Work instruction — Please copy out every line of the data word for word.

[Data entries]
Start of Block

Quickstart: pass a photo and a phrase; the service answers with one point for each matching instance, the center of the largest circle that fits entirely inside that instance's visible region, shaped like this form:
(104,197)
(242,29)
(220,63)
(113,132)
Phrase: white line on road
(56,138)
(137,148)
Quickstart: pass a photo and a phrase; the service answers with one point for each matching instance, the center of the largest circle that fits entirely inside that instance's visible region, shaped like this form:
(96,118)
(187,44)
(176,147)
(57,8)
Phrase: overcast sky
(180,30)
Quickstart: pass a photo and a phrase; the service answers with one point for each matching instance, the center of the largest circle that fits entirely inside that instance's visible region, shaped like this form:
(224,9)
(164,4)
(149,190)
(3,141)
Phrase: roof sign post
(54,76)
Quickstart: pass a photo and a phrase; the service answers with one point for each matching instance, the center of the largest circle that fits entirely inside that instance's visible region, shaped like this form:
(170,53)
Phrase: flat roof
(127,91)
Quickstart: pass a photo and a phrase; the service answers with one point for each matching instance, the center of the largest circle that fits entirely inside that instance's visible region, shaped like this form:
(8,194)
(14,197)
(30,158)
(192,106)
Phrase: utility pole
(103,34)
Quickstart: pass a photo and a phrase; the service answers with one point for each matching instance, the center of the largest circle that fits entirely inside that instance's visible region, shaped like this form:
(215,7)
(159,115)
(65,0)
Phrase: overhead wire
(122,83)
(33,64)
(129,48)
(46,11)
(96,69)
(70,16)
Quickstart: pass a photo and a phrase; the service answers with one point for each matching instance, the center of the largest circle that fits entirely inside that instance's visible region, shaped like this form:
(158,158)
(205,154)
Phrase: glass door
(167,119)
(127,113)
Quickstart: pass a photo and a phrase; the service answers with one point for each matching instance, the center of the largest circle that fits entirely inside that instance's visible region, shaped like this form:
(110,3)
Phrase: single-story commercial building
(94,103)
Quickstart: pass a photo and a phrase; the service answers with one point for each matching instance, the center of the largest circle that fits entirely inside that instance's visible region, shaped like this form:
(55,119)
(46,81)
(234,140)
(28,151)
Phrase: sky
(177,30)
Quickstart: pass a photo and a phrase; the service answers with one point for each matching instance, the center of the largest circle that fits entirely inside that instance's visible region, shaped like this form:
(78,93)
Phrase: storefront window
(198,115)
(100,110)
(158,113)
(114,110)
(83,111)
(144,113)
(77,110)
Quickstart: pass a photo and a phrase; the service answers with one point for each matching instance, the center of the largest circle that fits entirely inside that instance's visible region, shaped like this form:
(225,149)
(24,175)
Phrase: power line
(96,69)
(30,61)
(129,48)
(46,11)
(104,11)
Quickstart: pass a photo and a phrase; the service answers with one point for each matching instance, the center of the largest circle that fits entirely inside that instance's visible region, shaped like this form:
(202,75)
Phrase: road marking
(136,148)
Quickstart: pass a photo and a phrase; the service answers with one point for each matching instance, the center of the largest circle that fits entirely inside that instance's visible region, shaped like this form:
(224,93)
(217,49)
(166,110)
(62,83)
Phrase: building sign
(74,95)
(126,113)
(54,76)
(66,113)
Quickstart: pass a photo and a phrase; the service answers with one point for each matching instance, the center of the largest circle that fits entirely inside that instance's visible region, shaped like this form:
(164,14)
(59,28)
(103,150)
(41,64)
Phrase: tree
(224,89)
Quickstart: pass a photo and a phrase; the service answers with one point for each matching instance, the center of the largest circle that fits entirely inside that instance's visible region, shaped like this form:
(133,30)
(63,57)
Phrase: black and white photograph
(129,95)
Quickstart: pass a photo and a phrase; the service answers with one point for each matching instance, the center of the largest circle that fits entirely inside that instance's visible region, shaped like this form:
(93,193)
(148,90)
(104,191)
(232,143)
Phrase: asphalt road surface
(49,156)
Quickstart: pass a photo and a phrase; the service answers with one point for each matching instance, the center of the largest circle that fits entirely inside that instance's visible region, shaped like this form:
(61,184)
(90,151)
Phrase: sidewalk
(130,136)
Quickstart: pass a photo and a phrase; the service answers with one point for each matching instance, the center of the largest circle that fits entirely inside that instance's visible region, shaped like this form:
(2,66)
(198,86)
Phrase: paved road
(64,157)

End of Block

Reply —
Quickstart: pass a photo and a phrase; the service answers with one point for each matching instance, the center of the largest circle that fits entirely inside that instance's visible region, shaped like this form:
(104,197)
(242,29)
(220,63)
(113,132)
Phrase: white line on road
(56,138)
(137,148)
Quickstart: pass a photo and a phrase; the service answers with one point for each matching instance, the center of the largest circle that fits entirely inside that instance's visible region, shaped like this form:
(96,118)
(187,44)
(176,147)
(57,8)
Phrase: overcast sky
(180,30)
Quickstart: pass a photo and a phrase; the service answers with one point for each matching instance, the center of the largest circle that fits entirely inside that instance's visible region, shaped like this form:
(224,9)
(164,4)
(149,190)
(3,141)
Phrase: roof sign post
(54,76)
Quickstart: pass a photo and a phrase; the service answers with one point for each matching instance, the center of the largest circle that fits entirely inside that instance's visible region, shaped like this form:
(170,53)
Phrase: flat roof
(127,91)
Quickstart: pass a photo and a phrase; the service answers with one point for each matching instance, the center of the largest circle that fits entirely inside that instance's visible region, shaped like this form:
(8,194)
(14,197)
(30,158)
(192,106)
Phrase: utility pole
(103,34)
Quickstart: pass a photo and a phrase; the service answers with one point for each matching instance, the center of the largest circle that fits entirely inside that instance's visible region, shaped like this form:
(215,7)
(159,115)
(65,0)
Phrase: overhead wire
(122,83)
(33,64)
(129,48)
(46,11)
(96,69)
(70,16)
Quickstart: pass a photo and a phrase; the service answers with one point for each matching instance, the center of the largest circle that fits entirely inside that instance's visible region, shaped like this form:
(158,158)
(205,154)
Phrase: glass door
(167,119)
(127,113)
Quickstart: pass a photo and a phrase; the service answers with one point for each matching instance, the center of the largest circle that fits entirely inside that instance's visible region, shaped like this form:
(110,3)
Phrase: single-story commercial building
(94,103)
Quickstart: pass a photo and a phrase; the service answers with one point for each matching instance, the center of the largest circle that fits entirely inside that instance's visible region, shaped like this form:
(55,119)
(46,81)
(234,140)
(28,151)
Phrase: sky
(177,30)
Quickstart: pass a photo and a phrase; the service answers with one point for each matching instance, the center of the largest circle that fits entirely inside that instance's visible region, shaped like this form:
(78,93)
Phrase: storefront window
(198,115)
(100,110)
(158,113)
(114,110)
(83,111)
(144,113)
(77,110)
Quickstart: pass a photo and a phrase; the service answers with one point for each matching instance, the center of the largest circle that fits entirely inside that instance's visible region, shaped like this form:
(225,149)
(24,175)
Phrase: power line
(96,69)
(30,61)
(129,48)
(46,11)
(104,11)
Quickstart: pass a photo and a phrase; the service answers with one point for each matching instance, the center of the largest circle that fits entirely inside that instance's visible region, shaped like this form:
(202,75)
Phrase: road marking
(136,148)
Quickstart: pass a photo and a phrase; the service answers with one point for each matching instance, the center of the largest circle that fits entirely inside that instance's visible region, shaped like this form:
(224,93)
(217,49)
(166,110)
(62,83)
Phrase: building sign
(74,95)
(126,113)
(54,76)
(66,113)
Quickstart: pass a photo and a phrase; the service answers with one point for each matching instance, the center of the largest circle that fits entirely inside that instance's visible region, shaped like this form:
(164,14)
(59,28)
(103,150)
(41,64)
Phrase: tree
(224,89)
Quickstart: pass a photo and a phrase; the service answers with one point for each matching instance, the center of the largest circle that fits entirely inside that instance's visible region, shaped like this form:
(133,30)
(63,57)
Phrase: black and white photograph
(129,95)
Quickstart: pass a photo and a phrase; the service answers with one point for each matching instance, the center of the largest circle that fits entirely inside that instance's visible region, shaped like this form:
(93,193)
(148,90)
(104,191)
(232,143)
Phrase: asphalt road surface
(49,156)
Quickstart: pass a photo and a phrase; the service answers with one point for each matching instance, the center of the largest circle that fits entirely inside that instance's visible region, shaped like this form:
(61,184)
(90,151)
Phrase: sidewalk
(130,136)
Quickstart: pass a photo and a phrase; the service answers with one point for each matching instance, the center of the largest circle that fits entirely inside that instance's visible region, shaped like this form:
(2,66)
(198,86)
Phrase: paved road
(64,157)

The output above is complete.